## What to do:
Below is a block of records: output all of them exactly and leave out the pictures.

## Study material:

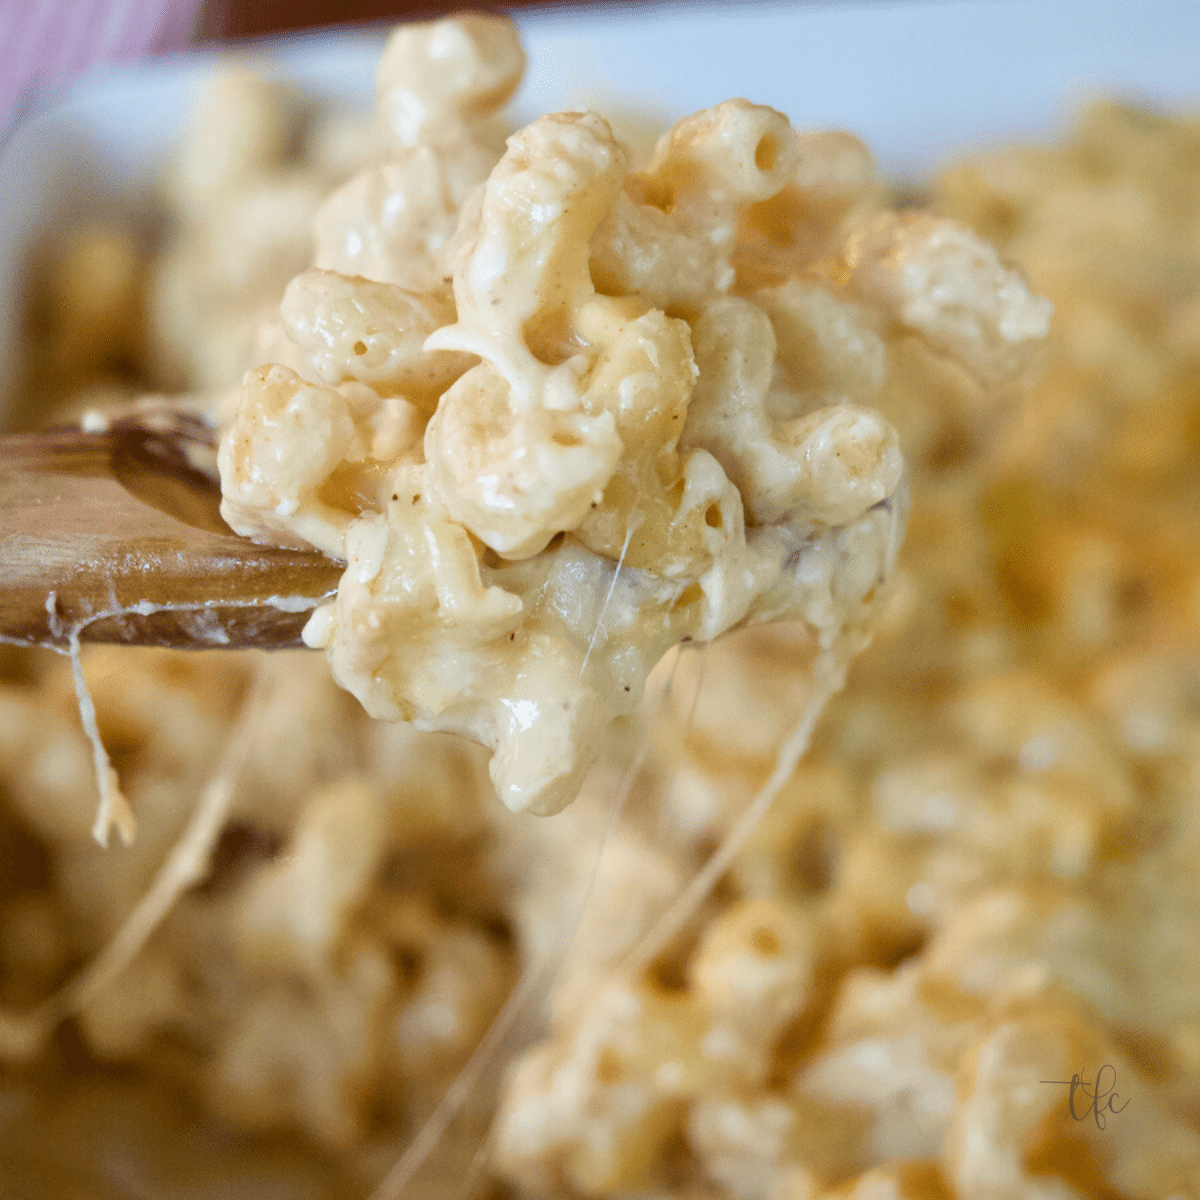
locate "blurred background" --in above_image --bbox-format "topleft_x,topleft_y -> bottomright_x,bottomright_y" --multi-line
3,0 -> 627,136
197,0 -> 594,38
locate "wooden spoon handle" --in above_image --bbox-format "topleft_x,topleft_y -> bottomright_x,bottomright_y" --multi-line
0,420 -> 343,650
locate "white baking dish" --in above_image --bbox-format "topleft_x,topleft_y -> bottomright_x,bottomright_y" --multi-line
1,0 -> 1198,417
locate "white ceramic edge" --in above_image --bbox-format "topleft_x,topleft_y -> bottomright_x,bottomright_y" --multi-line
3,0 -> 1199,420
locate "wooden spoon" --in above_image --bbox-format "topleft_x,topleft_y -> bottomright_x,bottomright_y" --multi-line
0,413 -> 343,650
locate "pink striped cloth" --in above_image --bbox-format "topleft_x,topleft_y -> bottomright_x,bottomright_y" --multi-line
0,0 -> 205,134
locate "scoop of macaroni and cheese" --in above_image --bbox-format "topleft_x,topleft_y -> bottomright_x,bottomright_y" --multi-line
217,14 -> 1049,816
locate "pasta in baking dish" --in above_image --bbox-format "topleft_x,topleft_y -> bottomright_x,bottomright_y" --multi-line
16,13 -> 1200,1200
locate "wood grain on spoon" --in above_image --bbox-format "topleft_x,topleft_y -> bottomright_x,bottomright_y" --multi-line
0,416 -> 343,650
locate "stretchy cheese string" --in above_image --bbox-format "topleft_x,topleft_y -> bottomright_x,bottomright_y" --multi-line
623,639 -> 851,979
580,521 -> 638,678
68,628 -> 136,847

## Worked solution:
locate "blurred background" --in above_image --bbox-format "topleft_x,topleft_y -> bottomright_x,bottomright_y" --multi-line
3,0 -> 627,136
197,0 -> 594,38
locate "wooden spoon handle" --in above_image --bbox-format "topleft_x,topleft_y -> bottomright_x,bottomright_y" --multi-line
0,420 -> 343,650
locate "white baking dish" --in above_image --bbox-format "topleft_x,topleft_y -> bottomright_x,bottomright_y" --multi-line
1,0 -> 1198,417
locate "white ceramic edge" --in above_image --bbox-format "topleft_x,topleft_y -> bottomright_x,bottomright_y" --multi-line
3,0 -> 1199,420
locate "wooden spoon" --in above_image --bbox-format "topleft_x,topleft_y -> bottomright_x,bottomright_y" --multi-line
0,413 -> 343,650
locate "pink striped cloth" --in above_image --bbox-format "topleft_x,topleft_y -> bottomright_x,bottomright_y" --multi-line
0,0 -> 205,134
locate "scoop of macaroni and cheese" --in above_image --bbox-format "topleft_x,topleft_y -> bottomright_x,bottomright_y" --multi-line
217,14 -> 1049,816
locate "pasta in baking dish" --in above_image --bbox-format "topleft_x,topleft_y -> bottomright_x,bottomright_y" --multi-line
16,13 -> 1200,1200
locate "wood grain on spoon" --in above_image --bbox-format "topleft_x,topleft_y -> bottomright_x,bottomright_y" --multi-line
0,416 -> 343,650
locate "stretchy cheese string" --in above_image --bbox-format "topleft_x,topleft_y -> bottomright_x,bottomright_y" --multi-line
623,639 -> 851,979
580,521 -> 638,678
68,628 -> 136,847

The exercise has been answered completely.